The European Union is expected to agree to an extension to a grace period that would allow the continued export of unfrozen meats to Northern Ireland from Britain, a contentious point in the North’s post-Brexit arrangements.
London requested that a grace period set to expire next week be extended until the end of September as a temporary solution to a dispute dubbed the “sausage war” which overshadowed Britain’s post-Brexit debut on the world stage at the recent G7 in Cornwall.
At a meeting on Wednesday the European Commission’s lead on relations with the UK Maroš Šefcovic advised the 27 member states to agree to extend the grace period, which had been agreed last year to give Britain time to implement the so-called Protocol.
The 27 provisionally backed the suggestion, but with caveats that are to be worked out in negotiations with Britain over the coming days, The Irish Times understands.
The issue arose because the EU has no provision for unfrozen meats to be imported into the Single Market from countries that do not follow its rules, because fresh meat is a high-risk item to animal and human health.

→ **Supplied information**
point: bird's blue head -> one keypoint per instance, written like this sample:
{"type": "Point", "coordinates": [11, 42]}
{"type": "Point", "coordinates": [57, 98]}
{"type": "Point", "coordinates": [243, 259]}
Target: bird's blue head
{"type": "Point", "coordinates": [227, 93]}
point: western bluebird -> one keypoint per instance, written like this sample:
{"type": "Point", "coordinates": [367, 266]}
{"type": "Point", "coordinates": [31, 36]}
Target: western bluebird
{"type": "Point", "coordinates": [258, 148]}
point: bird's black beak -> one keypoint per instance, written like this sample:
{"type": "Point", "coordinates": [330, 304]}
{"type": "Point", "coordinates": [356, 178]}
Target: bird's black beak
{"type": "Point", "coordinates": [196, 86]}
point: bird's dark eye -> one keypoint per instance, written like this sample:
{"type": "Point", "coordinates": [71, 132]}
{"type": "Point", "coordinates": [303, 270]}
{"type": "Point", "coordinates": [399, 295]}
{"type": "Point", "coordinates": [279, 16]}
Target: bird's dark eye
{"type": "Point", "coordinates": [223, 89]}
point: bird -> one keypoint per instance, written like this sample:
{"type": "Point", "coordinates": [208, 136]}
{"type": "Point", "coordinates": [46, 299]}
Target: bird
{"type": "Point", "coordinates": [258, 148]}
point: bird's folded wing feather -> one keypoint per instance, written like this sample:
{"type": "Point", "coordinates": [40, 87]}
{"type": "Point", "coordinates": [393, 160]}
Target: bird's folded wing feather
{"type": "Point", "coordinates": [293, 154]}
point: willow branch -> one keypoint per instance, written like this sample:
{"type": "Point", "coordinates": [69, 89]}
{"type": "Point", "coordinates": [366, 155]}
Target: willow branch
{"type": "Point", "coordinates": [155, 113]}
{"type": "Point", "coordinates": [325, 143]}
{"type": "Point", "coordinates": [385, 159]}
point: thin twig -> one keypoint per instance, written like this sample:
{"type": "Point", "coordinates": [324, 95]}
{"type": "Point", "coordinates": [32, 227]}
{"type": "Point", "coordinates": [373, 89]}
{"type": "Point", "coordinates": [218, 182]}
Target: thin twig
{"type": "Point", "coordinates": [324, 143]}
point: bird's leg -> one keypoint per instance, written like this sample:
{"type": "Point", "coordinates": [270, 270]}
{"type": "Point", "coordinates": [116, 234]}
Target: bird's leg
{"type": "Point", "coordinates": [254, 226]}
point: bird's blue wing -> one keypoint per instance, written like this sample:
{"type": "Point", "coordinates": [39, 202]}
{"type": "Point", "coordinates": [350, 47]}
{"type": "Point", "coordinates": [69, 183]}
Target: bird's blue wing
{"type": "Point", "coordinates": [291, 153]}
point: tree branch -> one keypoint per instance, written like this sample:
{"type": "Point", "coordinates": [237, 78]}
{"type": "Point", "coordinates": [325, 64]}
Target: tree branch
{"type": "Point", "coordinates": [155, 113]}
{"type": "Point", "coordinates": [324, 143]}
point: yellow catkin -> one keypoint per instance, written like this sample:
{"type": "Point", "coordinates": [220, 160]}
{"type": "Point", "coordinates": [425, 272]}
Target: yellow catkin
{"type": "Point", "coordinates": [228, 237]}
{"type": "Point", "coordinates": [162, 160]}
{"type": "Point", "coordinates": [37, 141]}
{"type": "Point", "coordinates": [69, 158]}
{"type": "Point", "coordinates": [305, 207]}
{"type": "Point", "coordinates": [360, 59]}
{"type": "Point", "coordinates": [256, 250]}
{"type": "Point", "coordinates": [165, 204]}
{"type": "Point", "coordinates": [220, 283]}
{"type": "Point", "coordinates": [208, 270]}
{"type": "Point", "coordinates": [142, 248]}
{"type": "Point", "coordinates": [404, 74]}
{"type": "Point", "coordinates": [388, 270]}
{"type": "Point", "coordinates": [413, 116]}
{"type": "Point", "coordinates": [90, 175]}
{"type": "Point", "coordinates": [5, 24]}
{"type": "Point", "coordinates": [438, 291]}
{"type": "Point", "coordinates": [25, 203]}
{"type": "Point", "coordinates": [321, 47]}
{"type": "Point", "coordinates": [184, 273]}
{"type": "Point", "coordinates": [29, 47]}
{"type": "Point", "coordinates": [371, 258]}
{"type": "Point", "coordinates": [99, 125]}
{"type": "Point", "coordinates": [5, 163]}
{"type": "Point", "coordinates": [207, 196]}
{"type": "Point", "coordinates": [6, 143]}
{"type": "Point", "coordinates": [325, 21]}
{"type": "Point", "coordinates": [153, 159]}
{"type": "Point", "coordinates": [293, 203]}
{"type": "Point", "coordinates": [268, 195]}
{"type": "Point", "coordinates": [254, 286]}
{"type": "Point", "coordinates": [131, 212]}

→ **Task**
List every time expression in the text about the meat grace period that refers to a day, a week, a month, a year or a stretch of days. The entries are separate material with no connection to the text about the meat grace period.

→ **Answer space**
next week
the end of September
Wednesday
last year
the coming days